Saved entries
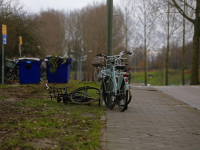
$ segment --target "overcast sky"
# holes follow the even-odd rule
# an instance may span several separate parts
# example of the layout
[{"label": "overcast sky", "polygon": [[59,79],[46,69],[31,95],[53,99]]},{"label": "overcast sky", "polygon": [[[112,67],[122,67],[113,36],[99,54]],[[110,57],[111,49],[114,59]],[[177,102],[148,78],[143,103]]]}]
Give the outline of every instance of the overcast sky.
[{"label": "overcast sky", "polygon": [[[88,4],[95,2],[107,2],[107,0],[19,0],[23,4],[24,9],[37,13],[41,9],[46,10],[53,8],[55,10],[74,10],[81,9]],[[120,0],[113,0],[114,5],[118,5]]]}]

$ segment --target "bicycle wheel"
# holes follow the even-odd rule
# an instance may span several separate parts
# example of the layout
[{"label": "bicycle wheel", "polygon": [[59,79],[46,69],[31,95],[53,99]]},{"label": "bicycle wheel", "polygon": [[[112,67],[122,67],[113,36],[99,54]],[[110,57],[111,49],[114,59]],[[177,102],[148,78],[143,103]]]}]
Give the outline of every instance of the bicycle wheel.
[{"label": "bicycle wheel", "polygon": [[125,87],[125,81],[123,80],[120,87],[120,96],[118,97],[118,107],[121,112],[127,109],[127,99],[128,99],[128,90]]},{"label": "bicycle wheel", "polygon": [[105,94],[105,90],[103,88],[103,83],[101,83],[101,93],[102,93],[102,96],[101,98],[99,99],[99,106],[102,106],[103,105],[103,95]]},{"label": "bicycle wheel", "polygon": [[100,82],[102,81],[102,73],[101,73],[100,68],[96,68],[94,70],[94,73],[92,75],[92,79],[93,79],[95,84],[100,84]]},{"label": "bicycle wheel", "polygon": [[90,104],[101,98],[101,90],[95,87],[81,87],[70,93],[70,99],[76,104]]},{"label": "bicycle wheel", "polygon": [[131,83],[131,72],[130,70],[128,70],[128,84]]},{"label": "bicycle wheel", "polygon": [[8,80],[17,80],[18,79],[18,74],[17,74],[17,70],[9,70],[9,72],[7,73],[7,78]]},{"label": "bicycle wheel", "polygon": [[131,93],[131,90],[129,89],[127,105],[131,102],[131,99],[132,99],[132,93]]},{"label": "bicycle wheel", "polygon": [[106,106],[112,110],[113,107],[115,106],[115,95],[114,95],[114,85],[111,79],[108,81],[104,82],[106,84],[106,93],[105,93],[105,98],[104,102]]}]

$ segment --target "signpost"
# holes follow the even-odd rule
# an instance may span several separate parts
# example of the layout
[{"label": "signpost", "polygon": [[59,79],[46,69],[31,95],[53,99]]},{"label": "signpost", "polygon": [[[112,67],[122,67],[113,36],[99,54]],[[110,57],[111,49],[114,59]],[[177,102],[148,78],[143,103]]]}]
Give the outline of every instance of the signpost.
[{"label": "signpost", "polygon": [[2,84],[4,84],[4,44],[7,44],[7,26],[2,24]]},{"label": "signpost", "polygon": [[19,37],[19,54],[20,54],[20,57],[22,57],[21,55],[21,45],[22,45],[22,36]]},{"label": "signpost", "polygon": [[7,44],[7,35],[3,34],[2,37],[3,37],[3,39],[2,39],[3,42],[2,43],[3,44]]}]

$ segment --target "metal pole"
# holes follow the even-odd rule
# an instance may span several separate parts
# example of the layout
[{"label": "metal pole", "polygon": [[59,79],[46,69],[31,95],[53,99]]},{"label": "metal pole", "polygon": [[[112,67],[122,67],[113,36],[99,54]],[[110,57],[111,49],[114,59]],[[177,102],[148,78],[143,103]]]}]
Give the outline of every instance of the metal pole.
[{"label": "metal pole", "polygon": [[2,84],[4,84],[4,45],[2,44]]},{"label": "metal pole", "polygon": [[113,0],[107,0],[107,55],[113,55]]},{"label": "metal pole", "polygon": [[19,56],[22,57],[21,45],[19,44]]}]

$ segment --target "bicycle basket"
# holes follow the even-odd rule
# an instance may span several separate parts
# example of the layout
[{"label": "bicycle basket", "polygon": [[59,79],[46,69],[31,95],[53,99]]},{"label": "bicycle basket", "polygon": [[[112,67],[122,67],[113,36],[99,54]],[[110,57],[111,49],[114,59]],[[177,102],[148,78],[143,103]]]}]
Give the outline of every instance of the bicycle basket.
[{"label": "bicycle basket", "polygon": [[93,58],[92,59],[92,65],[94,67],[103,66],[104,65],[104,58],[103,57]]}]

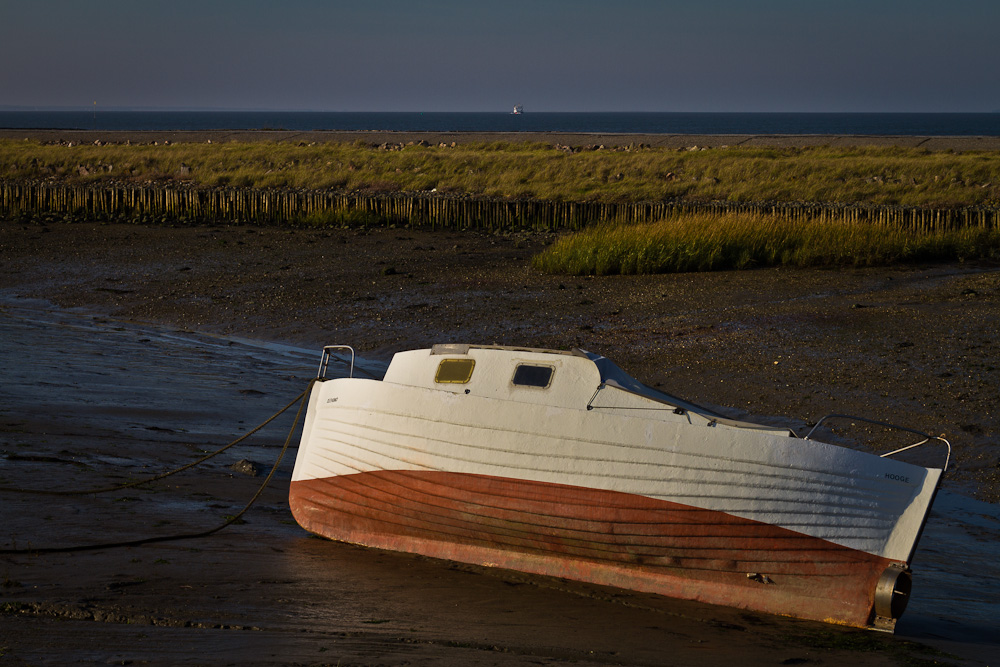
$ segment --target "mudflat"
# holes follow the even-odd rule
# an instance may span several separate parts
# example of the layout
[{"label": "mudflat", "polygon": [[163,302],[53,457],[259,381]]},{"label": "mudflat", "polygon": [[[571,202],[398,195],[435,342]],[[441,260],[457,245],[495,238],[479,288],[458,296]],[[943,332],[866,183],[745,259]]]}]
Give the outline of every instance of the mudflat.
[{"label": "mudflat", "polygon": [[[401,349],[478,342],[583,347],[647,384],[800,434],[829,413],[944,433],[954,447],[946,488],[1000,499],[1000,265],[551,276],[530,258],[553,238],[2,223],[6,303],[44,311],[30,301],[44,300],[64,314],[53,323],[3,313],[12,370],[0,484],[90,488],[187,462],[293,398],[323,344],[351,344],[377,363]],[[63,337],[50,341],[53,331]],[[206,365],[194,343],[176,351],[178,336],[240,360]],[[247,363],[256,356],[242,339],[317,354]],[[212,525],[260,483],[228,465],[259,459],[266,470],[285,436],[268,433],[262,449],[241,446],[127,500],[0,492],[4,544]],[[831,435],[876,451],[896,444],[871,433]],[[0,651],[32,664],[928,657],[899,638],[310,538],[288,513],[287,470],[286,461],[247,523],[209,538],[0,555]]]},{"label": "mudflat", "polygon": [[5,291],[115,318],[353,345],[569,349],[734,416],[944,433],[952,484],[1000,500],[1000,264],[559,276],[551,234],[0,226]]}]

_Problem to solve_
Pictures are to be excluded; the records themselves are to be reproduced exactly.

_Task response_
$ segment --target "overcast sky"
# holes follow the even-odd rule
# an instance may span several separate parts
# example of the layout
[{"label": "overcast sky", "polygon": [[59,79],[46,69],[31,95],[53,99]]},{"label": "overcast sky", "polygon": [[[112,67],[122,67],[113,36],[99,54]],[[110,57],[111,49],[114,59]],[[177,102],[148,78],[143,103]]]}]
Give the outline of every instance of the overcast sky.
[{"label": "overcast sky", "polygon": [[[88,4],[95,2],[107,2],[107,0],[19,0],[23,4],[24,9],[37,13],[41,9],[46,10],[53,8],[55,10],[74,10],[81,9]],[[120,0],[113,0],[114,5],[118,5]]]}]

$ segment --target "bicycle wheel"
# holes follow the even-odd rule
# an instance may span several separate parts
# example of the layout
[{"label": "bicycle wheel", "polygon": [[59,79],[46,69],[31,95],[53,99]]},{"label": "bicycle wheel", "polygon": [[[112,67],[122,67],[113,36],[99,54]],[[110,57],[111,49],[114,59]],[[177,102],[148,78],[143,103]]]}]
Give the outline of every instance of the bicycle wheel.
[{"label": "bicycle wheel", "polygon": [[125,87],[125,81],[123,80],[120,87],[120,96],[118,97],[118,107],[121,112],[127,109],[127,99],[128,99],[128,90]]},{"label": "bicycle wheel", "polygon": [[105,94],[105,90],[103,88],[103,83],[101,83],[101,93],[102,93],[102,96],[101,98],[99,99],[99,106],[102,106],[103,105],[103,95]]},{"label": "bicycle wheel", "polygon": [[100,82],[102,81],[102,73],[101,73],[100,68],[96,68],[94,70],[94,73],[92,75],[92,79],[93,79],[95,84],[100,84]]},{"label": "bicycle wheel", "polygon": [[90,104],[101,98],[101,90],[95,87],[81,87],[70,93],[70,99],[76,104]]},{"label": "bicycle wheel", "polygon": [[131,83],[131,72],[130,70],[128,70],[128,84]]},{"label": "bicycle wheel", "polygon": [[8,80],[17,80],[18,79],[18,74],[17,74],[17,70],[9,70],[9,72],[7,73],[7,78]]},{"label": "bicycle wheel", "polygon": [[131,93],[131,90],[129,89],[127,105],[131,102],[131,99],[132,99],[132,93]]},{"label": "bicycle wheel", "polygon": [[106,106],[112,110],[113,107],[115,106],[115,95],[114,95],[114,85],[111,79],[108,81],[104,82],[106,84],[106,93],[105,93],[105,98],[104,102]]}]

$ segment --target "signpost"
# holes follow the even-odd rule
# an instance may span several separate parts
# example of the layout
[{"label": "signpost", "polygon": [[59,79],[46,69],[31,95],[53,99]]},{"label": "signpost", "polygon": [[[112,67],[122,67],[113,36],[99,54]],[[110,57],[111,49],[114,59]],[[177,102],[148,78],[143,103]]]}]
Give the outline of every instance of the signpost.
[{"label": "signpost", "polygon": [[2,84],[4,84],[4,44],[7,44],[7,26],[2,24]]},{"label": "signpost", "polygon": [[19,37],[19,54],[20,54],[20,57],[22,57],[21,55],[21,45],[22,45],[22,36]]},{"label": "signpost", "polygon": [[7,44],[7,35],[3,34],[2,37],[3,37],[3,39],[2,39],[3,42],[2,43],[3,44]]}]

$ segment --target "metal pole"
# holes follow the even-odd rule
# an instance may span several separate parts
# example of the layout
[{"label": "metal pole", "polygon": [[59,79],[46,69],[31,95],[53,99]]},{"label": "metal pole", "polygon": [[[112,67],[122,67],[113,36],[99,54]],[[110,57],[111,49],[114,59]],[[177,102],[148,78],[143,103]]]}]
Give the outline of every instance of the metal pole.
[{"label": "metal pole", "polygon": [[2,84],[4,84],[4,45],[2,44]]},{"label": "metal pole", "polygon": [[113,0],[107,0],[107,55],[113,55]]},{"label": "metal pole", "polygon": [[19,56],[22,57],[21,45],[19,44]]}]

$ segment --target "bicycle basket"
# holes follow the even-odd rule
# an instance may span several separate parts
# example of the layout
[{"label": "bicycle basket", "polygon": [[59,79],[46,69],[31,95],[53,99]]},{"label": "bicycle basket", "polygon": [[[112,67],[122,67],[113,36],[99,54]],[[110,57],[111,49],[114,59]],[[177,102],[148,78],[143,103]]]}]
Give the outline of every instance of the bicycle basket.
[{"label": "bicycle basket", "polygon": [[93,58],[92,59],[92,65],[94,67],[103,66],[104,65],[104,58],[103,57]]}]

$ segment --target "mudflat"
# holes follow the even-odd rule
# an instance may span several separate parts
# example of the layout
[{"label": "mudflat", "polygon": [[163,302],[53,457],[259,381]]},{"label": "mudflat", "polygon": [[[571,202],[398,195],[435,342]],[[441,260],[457,245],[495,238],[479,288],[458,296]],[[943,332],[866,183],[745,259]]]}]
Give the outline of every instance of the mudflat.
[{"label": "mudflat", "polygon": [[[401,349],[478,342],[583,347],[647,384],[800,434],[829,413],[944,433],[954,447],[946,488],[1000,499],[1000,265],[551,276],[530,258],[553,238],[2,223],[6,303],[44,311],[30,301],[44,300],[64,314],[53,323],[3,313],[12,370],[0,484],[90,488],[187,462],[293,398],[323,344],[351,344],[377,363]],[[63,337],[50,341],[53,331]],[[206,365],[194,343],[176,351],[178,336],[240,360]],[[247,363],[256,356],[242,339],[317,354]],[[212,525],[260,483],[228,465],[259,459],[266,470],[285,436],[268,433],[262,449],[241,446],[127,500],[0,492],[4,544]],[[831,435],[876,451],[896,444],[871,433]],[[0,651],[32,664],[928,657],[899,638],[310,538],[288,513],[287,470],[286,461],[247,523],[209,538],[0,555]]]},{"label": "mudflat", "polygon": [[5,291],[115,318],[353,345],[569,349],[734,416],[944,433],[952,484],[1000,500],[1000,264],[559,276],[551,234],[0,226]]}]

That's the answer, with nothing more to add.